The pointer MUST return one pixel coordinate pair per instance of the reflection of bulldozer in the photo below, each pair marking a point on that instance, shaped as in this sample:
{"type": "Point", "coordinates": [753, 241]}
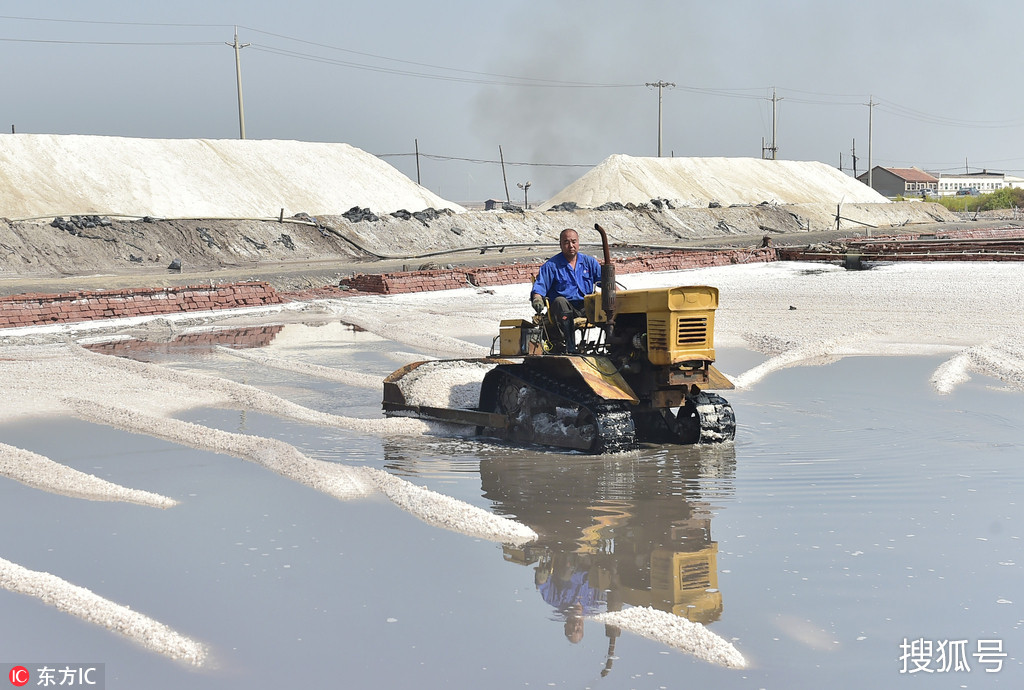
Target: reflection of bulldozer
{"type": "Point", "coordinates": [616, 532]}
{"type": "Point", "coordinates": [681, 583]}
{"type": "Point", "coordinates": [640, 530]}
{"type": "Point", "coordinates": [641, 374]}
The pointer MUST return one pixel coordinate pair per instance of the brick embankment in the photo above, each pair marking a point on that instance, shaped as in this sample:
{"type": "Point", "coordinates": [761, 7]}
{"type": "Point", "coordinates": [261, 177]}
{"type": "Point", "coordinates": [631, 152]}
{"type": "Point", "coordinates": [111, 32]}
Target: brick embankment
{"type": "Point", "coordinates": [969, 245]}
{"type": "Point", "coordinates": [416, 281]}
{"type": "Point", "coordinates": [36, 309]}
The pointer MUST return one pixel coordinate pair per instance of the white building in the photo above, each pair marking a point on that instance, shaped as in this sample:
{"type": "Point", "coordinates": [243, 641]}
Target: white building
{"type": "Point", "coordinates": [982, 182]}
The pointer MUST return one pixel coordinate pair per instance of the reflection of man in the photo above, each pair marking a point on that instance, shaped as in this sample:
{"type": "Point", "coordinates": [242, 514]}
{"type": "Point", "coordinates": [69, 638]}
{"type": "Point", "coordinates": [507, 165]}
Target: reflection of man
{"type": "Point", "coordinates": [565, 278]}
{"type": "Point", "coordinates": [564, 583]}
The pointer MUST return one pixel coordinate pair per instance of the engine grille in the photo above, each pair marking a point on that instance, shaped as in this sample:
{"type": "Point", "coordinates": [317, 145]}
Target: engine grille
{"type": "Point", "coordinates": [691, 331]}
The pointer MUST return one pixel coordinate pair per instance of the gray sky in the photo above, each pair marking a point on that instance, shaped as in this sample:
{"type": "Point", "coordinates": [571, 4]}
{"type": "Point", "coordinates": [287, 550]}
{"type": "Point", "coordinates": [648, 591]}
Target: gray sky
{"type": "Point", "coordinates": [557, 85]}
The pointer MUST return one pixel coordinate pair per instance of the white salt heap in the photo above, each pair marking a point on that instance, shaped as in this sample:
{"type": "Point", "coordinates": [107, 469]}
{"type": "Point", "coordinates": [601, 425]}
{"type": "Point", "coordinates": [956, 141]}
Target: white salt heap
{"type": "Point", "coordinates": [46, 175]}
{"type": "Point", "coordinates": [697, 181]}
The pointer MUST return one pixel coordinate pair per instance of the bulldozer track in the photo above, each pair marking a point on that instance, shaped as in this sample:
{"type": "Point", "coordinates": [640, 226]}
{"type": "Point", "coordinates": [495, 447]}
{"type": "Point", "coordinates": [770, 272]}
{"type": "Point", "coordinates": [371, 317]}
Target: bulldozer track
{"type": "Point", "coordinates": [601, 426]}
{"type": "Point", "coordinates": [718, 421]}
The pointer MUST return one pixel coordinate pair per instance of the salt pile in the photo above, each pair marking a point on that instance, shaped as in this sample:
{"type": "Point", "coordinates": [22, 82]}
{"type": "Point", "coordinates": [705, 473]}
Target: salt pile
{"type": "Point", "coordinates": [39, 472]}
{"type": "Point", "coordinates": [47, 175]}
{"type": "Point", "coordinates": [698, 181]}
{"type": "Point", "coordinates": [86, 605]}
{"type": "Point", "coordinates": [684, 635]}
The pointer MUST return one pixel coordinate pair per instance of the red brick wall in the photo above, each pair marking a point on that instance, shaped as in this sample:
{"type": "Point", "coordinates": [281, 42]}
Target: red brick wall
{"type": "Point", "coordinates": [36, 309]}
{"type": "Point", "coordinates": [417, 281]}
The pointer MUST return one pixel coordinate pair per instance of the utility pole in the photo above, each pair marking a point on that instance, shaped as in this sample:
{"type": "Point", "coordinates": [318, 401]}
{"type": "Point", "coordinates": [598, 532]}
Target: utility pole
{"type": "Point", "coordinates": [238, 76]}
{"type": "Point", "coordinates": [416, 142]}
{"type": "Point", "coordinates": [659, 86]}
{"type": "Point", "coordinates": [774, 127]}
{"type": "Point", "coordinates": [870, 117]}
{"type": "Point", "coordinates": [508, 200]}
{"type": "Point", "coordinates": [525, 193]}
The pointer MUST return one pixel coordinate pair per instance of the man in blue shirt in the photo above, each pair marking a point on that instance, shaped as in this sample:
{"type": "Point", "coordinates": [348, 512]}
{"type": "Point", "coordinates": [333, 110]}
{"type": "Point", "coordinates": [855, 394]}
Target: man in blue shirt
{"type": "Point", "coordinates": [565, 278]}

What you have to do: Repeat the data word for word, minus any pictures.

Solution for this problem:
The pointer MUST return one pixel coordinate pair per instance of the reflection of bulldozer in the photo below, each pair marking a point on that instance, shaped as in this sample:
{"type": "Point", "coordinates": [753, 241]}
Target: reflection of bulldozer
{"type": "Point", "coordinates": [616, 532]}
{"type": "Point", "coordinates": [681, 583]}
{"type": "Point", "coordinates": [640, 530]}
{"type": "Point", "coordinates": [641, 374]}
The pointer MUST return one pixel coordinate pair per instance of the brick embankment in the photo above, each pair marking a point on that instance, shaped as in this sample:
{"type": "Point", "coordinates": [761, 7]}
{"type": "Point", "coordinates": [261, 177]}
{"type": "Point", "coordinates": [631, 152]}
{"type": "Point", "coordinates": [111, 32]}
Target: brick embankment
{"type": "Point", "coordinates": [969, 245]}
{"type": "Point", "coordinates": [416, 281]}
{"type": "Point", "coordinates": [36, 309]}
The pointer MUST return one pixel coordinate pair per instance of the white building in the photo above, each pair marking a point on that instance, shaped as in this sample:
{"type": "Point", "coordinates": [243, 641]}
Target: white building
{"type": "Point", "coordinates": [982, 182]}
The pointer MUST return one pixel coordinate pair per instance of the reflection of man in the photo above, each pair marking a point on that instance, shaped as in this sample:
{"type": "Point", "coordinates": [242, 514]}
{"type": "Point", "coordinates": [69, 638]}
{"type": "Point", "coordinates": [507, 165]}
Target: reflection of man
{"type": "Point", "coordinates": [565, 278]}
{"type": "Point", "coordinates": [564, 583]}
The pointer MUST return one pixel coordinate pair per instance of the engine grille in the photo above, each pair marking a point on that instance, shaped as in this sample:
{"type": "Point", "coordinates": [317, 145]}
Target: engine grille
{"type": "Point", "coordinates": [691, 331]}
The pointer MUST return one pixel coordinate pair per instance of the gray sky in the photo above, each pair marking a point on that instance, shaped as in this sample:
{"type": "Point", "coordinates": [571, 4]}
{"type": "Point", "coordinates": [287, 550]}
{"type": "Point", "coordinates": [648, 591]}
Target: gray sky
{"type": "Point", "coordinates": [557, 85]}
The pointer MUST return one pixel coordinate pair per instance of the white salt heap in the photo above, each pair marking a point on that instance, shaped as in this sample:
{"type": "Point", "coordinates": [107, 469]}
{"type": "Point", "coordinates": [601, 425]}
{"type": "Point", "coordinates": [956, 141]}
Target: white salt heap
{"type": "Point", "coordinates": [46, 175]}
{"type": "Point", "coordinates": [697, 181]}
The pointer MUST return one pixel coordinate pair per instance of the bulldozer track in the photo above, each pair marking a point on that instance, shaped as in this sample:
{"type": "Point", "coordinates": [640, 226]}
{"type": "Point", "coordinates": [495, 447]}
{"type": "Point", "coordinates": [770, 272]}
{"type": "Point", "coordinates": [371, 317]}
Target: bulldozer track
{"type": "Point", "coordinates": [601, 426]}
{"type": "Point", "coordinates": [718, 421]}
The pointer MUST return one pixel coordinate pair per instance of the salt pile in the photo above, each pair marking a point on that instance, shaped as in this sample:
{"type": "Point", "coordinates": [22, 82]}
{"type": "Point", "coordinates": [705, 473]}
Target: salt pile
{"type": "Point", "coordinates": [39, 472]}
{"type": "Point", "coordinates": [47, 175]}
{"type": "Point", "coordinates": [698, 181]}
{"type": "Point", "coordinates": [86, 605]}
{"type": "Point", "coordinates": [684, 635]}
The pointer MUST return one pixel coordinate pair per instance of the red brick wall in the photo above, each pair marking a point on that instance, shaped as in this sample:
{"type": "Point", "coordinates": [281, 42]}
Target: red brick wall
{"type": "Point", "coordinates": [36, 309]}
{"type": "Point", "coordinates": [417, 281]}
The pointer MUST return one pixel coordinate pair per instance of the utility pole in the photo above, each pair marking a point on that instance, shaped as in this sample:
{"type": "Point", "coordinates": [318, 401]}
{"type": "Point", "coordinates": [598, 532]}
Target: utility pole
{"type": "Point", "coordinates": [238, 76]}
{"type": "Point", "coordinates": [416, 142]}
{"type": "Point", "coordinates": [659, 86]}
{"type": "Point", "coordinates": [774, 127]}
{"type": "Point", "coordinates": [870, 117]}
{"type": "Point", "coordinates": [508, 200]}
{"type": "Point", "coordinates": [525, 193]}
The pointer MUST return one pixel coordinate pair per instance of the man in blue shirt in the photo above, each pair marking a point on that instance, shaped as in this sample:
{"type": "Point", "coordinates": [348, 512]}
{"type": "Point", "coordinates": [333, 110]}
{"type": "Point", "coordinates": [855, 394]}
Target: man in blue shirt
{"type": "Point", "coordinates": [565, 278]}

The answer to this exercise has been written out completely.